What to do: Would you reproduce each line below exactly, leaving every picture out?

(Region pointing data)
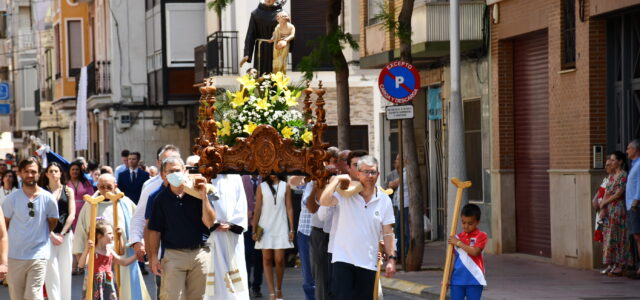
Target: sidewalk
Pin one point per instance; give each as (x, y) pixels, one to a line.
(515, 276)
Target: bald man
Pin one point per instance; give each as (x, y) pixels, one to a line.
(126, 208)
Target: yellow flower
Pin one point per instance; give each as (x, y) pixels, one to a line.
(281, 80)
(238, 99)
(287, 132)
(263, 103)
(247, 81)
(292, 100)
(225, 128)
(307, 136)
(249, 128)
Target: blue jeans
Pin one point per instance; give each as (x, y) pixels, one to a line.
(469, 292)
(253, 260)
(303, 249)
(407, 233)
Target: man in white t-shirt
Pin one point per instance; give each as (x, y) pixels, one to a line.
(360, 222)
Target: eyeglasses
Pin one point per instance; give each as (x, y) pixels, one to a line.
(370, 173)
(32, 212)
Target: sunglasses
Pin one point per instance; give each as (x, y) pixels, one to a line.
(32, 212)
(370, 173)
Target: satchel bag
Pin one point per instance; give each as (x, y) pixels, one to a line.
(259, 232)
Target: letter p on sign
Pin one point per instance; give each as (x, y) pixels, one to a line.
(399, 81)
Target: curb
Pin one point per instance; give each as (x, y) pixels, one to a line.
(416, 289)
(409, 287)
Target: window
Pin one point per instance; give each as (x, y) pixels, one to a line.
(568, 34)
(25, 16)
(3, 26)
(374, 7)
(57, 49)
(74, 46)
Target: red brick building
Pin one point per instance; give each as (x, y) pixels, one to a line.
(565, 82)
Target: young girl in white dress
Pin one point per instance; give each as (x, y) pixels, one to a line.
(274, 214)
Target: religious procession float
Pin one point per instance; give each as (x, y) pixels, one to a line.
(258, 130)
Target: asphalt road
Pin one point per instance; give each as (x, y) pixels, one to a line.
(292, 287)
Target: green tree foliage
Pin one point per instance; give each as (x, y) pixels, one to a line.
(391, 24)
(325, 46)
(218, 5)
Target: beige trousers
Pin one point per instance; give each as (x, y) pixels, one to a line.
(25, 278)
(184, 274)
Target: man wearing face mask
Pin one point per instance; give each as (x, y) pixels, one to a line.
(182, 222)
(149, 189)
(132, 283)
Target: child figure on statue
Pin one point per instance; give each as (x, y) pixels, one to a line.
(103, 279)
(467, 279)
(282, 35)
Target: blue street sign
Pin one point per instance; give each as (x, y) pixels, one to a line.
(4, 91)
(399, 82)
(5, 109)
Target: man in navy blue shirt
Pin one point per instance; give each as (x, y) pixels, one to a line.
(182, 222)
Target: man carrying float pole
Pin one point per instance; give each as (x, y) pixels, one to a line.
(361, 218)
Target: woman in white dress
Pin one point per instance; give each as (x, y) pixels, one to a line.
(58, 276)
(274, 214)
(9, 184)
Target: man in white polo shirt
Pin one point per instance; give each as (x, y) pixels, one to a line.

Result below:
Target: sidewalk
Pin one point per instance; give each as (x, y) pixels, one to a line.
(515, 276)
Target: bald man
Pin one point per instance; give each as (x, y) pixels, one to a line.
(126, 208)
Target: yellow flower
Pin one point per instance; give each as (x, y) pixels, one to a line.
(281, 80)
(238, 99)
(287, 132)
(263, 103)
(247, 81)
(292, 100)
(225, 128)
(307, 136)
(249, 128)
Target: blue jeans
Pin one point per instance; give each as (x, y) pixels, one to a line.
(469, 292)
(253, 260)
(303, 249)
(407, 233)
Target: man in white t-shirt
Pin one point per instance; give each as (x, y) pixels, one to a line.
(360, 222)
Target: eyeglasses
Pin one point per instance; give each as (x, y) pixels, one to a line.
(370, 173)
(32, 212)
Target: sunglasses
Pin one point per instance; give each as (x, y) pixels, one to a line.
(32, 212)
(370, 173)
Target: satchel bag
Pin one point per instance; give each as (x, y) pixels, one to a line.
(259, 232)
Target: letter p on sign
Pin one point per instance; give each as (x, y) pixels, one to a line.
(399, 81)
Target: curb
Pin one point per instance; give each as (x, y) pixels, one to a line.
(416, 289)
(409, 287)
Target: window
Pin one point per instance; give each as (x, y) pixels, one to a line.
(568, 34)
(25, 16)
(3, 26)
(374, 7)
(57, 49)
(74, 46)
Target: red brick building
Pin one point per instance; give each as (x, y) pixels, one to a line.
(565, 82)
Target: young girl in white dress
Pin one point per instance; give each as (x, y) pixels, one to a line.
(274, 214)
Target: religious procession float
Pin one point per instance; give each as (x, y) pixels, one to a line.
(258, 130)
Target: asphalt road
Pin one point per instance; give each as (x, y) pixels, one to a line.
(292, 287)
Target: green tree foliage
Pin one point per instance; give each as (x, y) pixels, one to a line.
(391, 24)
(325, 46)
(218, 5)
Target: beige trousers
Pin one point per instance; give each as (x, y) pixels, one to a line.
(25, 278)
(184, 274)
Target: man wearing face mask
Pin one point per instance; give each as (x, y) pixels, one to a line.
(182, 222)
(149, 189)
(132, 283)
Target: child figure on statue
Pin one point per instance; give each as (x, y) pixels, one to a line.
(103, 279)
(467, 279)
(282, 35)
Target: blue street sign
Pin one point per instance; give each as (x, y) pixels, one to a line.
(4, 91)
(399, 82)
(5, 109)
Target: man in navy blue shirt
Pin one point per instance; give each as (x, y) pixels, one to a line.
(182, 222)
Target: man carrying float pole
Pin one point per instance; give each as (x, y) pixels, one to a line.
(361, 218)
Target: woman in white dress
Pin one point per instance; give each as (x, y) pixels, one to a line.
(58, 276)
(274, 214)
(9, 184)
Target: man in white polo shirt
Pin one point per instance; give each as (x, y) pixels, one to a line.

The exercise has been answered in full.